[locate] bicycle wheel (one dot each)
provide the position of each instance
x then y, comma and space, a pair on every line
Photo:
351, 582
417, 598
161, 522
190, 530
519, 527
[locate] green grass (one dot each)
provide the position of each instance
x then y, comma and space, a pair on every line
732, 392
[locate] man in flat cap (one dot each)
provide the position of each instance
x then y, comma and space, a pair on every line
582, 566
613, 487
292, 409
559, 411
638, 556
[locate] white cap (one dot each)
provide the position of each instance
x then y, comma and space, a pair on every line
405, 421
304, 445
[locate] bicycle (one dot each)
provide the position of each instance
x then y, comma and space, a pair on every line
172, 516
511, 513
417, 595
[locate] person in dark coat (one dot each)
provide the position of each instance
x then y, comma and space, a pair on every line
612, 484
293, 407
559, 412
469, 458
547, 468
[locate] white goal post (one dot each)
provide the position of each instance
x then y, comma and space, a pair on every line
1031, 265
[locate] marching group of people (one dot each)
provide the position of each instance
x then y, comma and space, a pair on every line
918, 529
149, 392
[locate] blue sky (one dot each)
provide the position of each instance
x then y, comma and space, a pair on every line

================

Set exercise: Set down all of the entries exactly, please.

Result of this task:
[locate] bicycle wheel (one dot each)
provide the position of each instance
x then y, comma and space, a pair on every line
Photo:
351, 582
417, 598
161, 522
190, 530
519, 527
[locate] green grass (one dot each)
provide the position of each instance
x then y, comma and space, a pair on every line
732, 392
[locate] man in flat cap (one dot each)
provide the position of each instance
x then y, comma and space, a pair on every line
582, 566
613, 487
292, 409
559, 411
638, 556
[locate] white cap (one dot each)
provide the position of each instance
x then y, comma and space, a pair on every line
405, 421
304, 445
[locate] bicycle (one dot each)
provide the position of each instance
x then y, comma and space, a pair on every line
172, 516
511, 513
417, 595
[locate] person in dark coat (one dot each)
provide the position of each instance
x then y, comma and space, a pair on every line
612, 484
293, 407
559, 412
469, 458
547, 468
[locate] white goal post (one dot each)
provide the position of each instance
x then y, comma and space, a pair on every line
1031, 265
[locate] marching group of people (one dot each)
provide the position of each instance
x then y, comma and space, a pair on every line
918, 529
149, 392
[locate] blue sky (one dot each)
provide the position of each instance
x then y, comma and space, a pair on every line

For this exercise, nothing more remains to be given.